◆ DATA SUPPLIED
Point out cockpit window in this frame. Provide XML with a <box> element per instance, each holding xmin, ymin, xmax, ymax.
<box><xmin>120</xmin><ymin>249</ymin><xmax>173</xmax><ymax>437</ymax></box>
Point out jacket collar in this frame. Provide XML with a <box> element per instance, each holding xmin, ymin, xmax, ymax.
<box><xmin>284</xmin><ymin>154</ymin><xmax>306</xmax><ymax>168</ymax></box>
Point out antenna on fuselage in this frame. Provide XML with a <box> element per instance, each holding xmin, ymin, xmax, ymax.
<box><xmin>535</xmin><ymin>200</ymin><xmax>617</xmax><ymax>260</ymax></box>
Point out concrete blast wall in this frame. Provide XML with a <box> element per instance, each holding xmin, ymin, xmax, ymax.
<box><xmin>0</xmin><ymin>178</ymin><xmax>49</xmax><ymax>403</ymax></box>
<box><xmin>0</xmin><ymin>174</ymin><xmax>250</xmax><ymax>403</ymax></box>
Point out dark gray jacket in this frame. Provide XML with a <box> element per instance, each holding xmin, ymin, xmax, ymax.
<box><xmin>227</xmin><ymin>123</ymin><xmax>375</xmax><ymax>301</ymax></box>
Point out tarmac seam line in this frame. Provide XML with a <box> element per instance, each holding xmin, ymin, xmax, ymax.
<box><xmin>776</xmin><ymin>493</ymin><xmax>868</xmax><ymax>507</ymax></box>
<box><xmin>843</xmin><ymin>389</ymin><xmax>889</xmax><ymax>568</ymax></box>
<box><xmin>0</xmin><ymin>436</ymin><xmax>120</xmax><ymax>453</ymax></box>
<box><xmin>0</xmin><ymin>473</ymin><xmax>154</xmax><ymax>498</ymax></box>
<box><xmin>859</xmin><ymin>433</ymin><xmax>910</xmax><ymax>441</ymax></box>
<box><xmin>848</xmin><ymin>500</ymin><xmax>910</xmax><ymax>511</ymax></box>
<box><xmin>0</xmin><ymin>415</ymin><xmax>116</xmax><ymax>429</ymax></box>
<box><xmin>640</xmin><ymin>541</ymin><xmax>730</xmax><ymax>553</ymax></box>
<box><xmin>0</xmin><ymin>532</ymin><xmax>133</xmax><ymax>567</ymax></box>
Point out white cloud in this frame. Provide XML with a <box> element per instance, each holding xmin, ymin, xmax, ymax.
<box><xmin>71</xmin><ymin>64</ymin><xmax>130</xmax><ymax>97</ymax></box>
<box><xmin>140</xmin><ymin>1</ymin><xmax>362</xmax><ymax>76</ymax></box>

◆ REQUIRED WORK
Please transcribe each entry exactly, keeping every word as it is.

◆ TASK OUTPUT
Point out cockpit window in this frame. Provide XML with a <box> element per instance, each holding xmin, ymin, xmax, ymax.
<box><xmin>120</xmin><ymin>249</ymin><xmax>173</xmax><ymax>437</ymax></box>
Point out jacket collar in this frame. Provide XML with a <box> element per instance, each holding xmin, ymin, xmax, ymax.
<box><xmin>284</xmin><ymin>154</ymin><xmax>306</xmax><ymax>168</ymax></box>
Point out antenna on fuselage in this frame. Provide XML with a <box> element per instance, each holding xmin, ymin, xmax, ymax.
<box><xmin>535</xmin><ymin>200</ymin><xmax>617</xmax><ymax>260</ymax></box>
Point out concrete blast wall in this frame. Provide XML with a <box> element per instance, each holding xmin, ymin, xmax, ymax.
<box><xmin>0</xmin><ymin>178</ymin><xmax>49</xmax><ymax>403</ymax></box>
<box><xmin>0</xmin><ymin>174</ymin><xmax>250</xmax><ymax>403</ymax></box>
Point out dark gray jacket in this frame. Provide XML with a <box> element per instance, each holding xmin, ymin, xmax, ymax.
<box><xmin>227</xmin><ymin>123</ymin><xmax>375</xmax><ymax>301</ymax></box>
Point out tarmac seam line in this frame. Provide XML with a <box> element per instance, each holding xmin, ymin, xmax, ymax.
<box><xmin>776</xmin><ymin>493</ymin><xmax>868</xmax><ymax>507</ymax></box>
<box><xmin>843</xmin><ymin>389</ymin><xmax>889</xmax><ymax>568</ymax></box>
<box><xmin>0</xmin><ymin>436</ymin><xmax>120</xmax><ymax>453</ymax></box>
<box><xmin>0</xmin><ymin>473</ymin><xmax>154</xmax><ymax>498</ymax></box>
<box><xmin>859</xmin><ymin>433</ymin><xmax>910</xmax><ymax>441</ymax></box>
<box><xmin>848</xmin><ymin>500</ymin><xmax>910</xmax><ymax>511</ymax></box>
<box><xmin>0</xmin><ymin>415</ymin><xmax>116</xmax><ymax>429</ymax></box>
<box><xmin>640</xmin><ymin>541</ymin><xmax>730</xmax><ymax>553</ymax></box>
<box><xmin>0</xmin><ymin>532</ymin><xmax>133</xmax><ymax>567</ymax></box>
Point out white cloud in this frame. Provide XML with a <box> element per instance, each holding xmin, ymin, xmax, ymax.
<box><xmin>71</xmin><ymin>64</ymin><xmax>130</xmax><ymax>97</ymax></box>
<box><xmin>140</xmin><ymin>1</ymin><xmax>362</xmax><ymax>76</ymax></box>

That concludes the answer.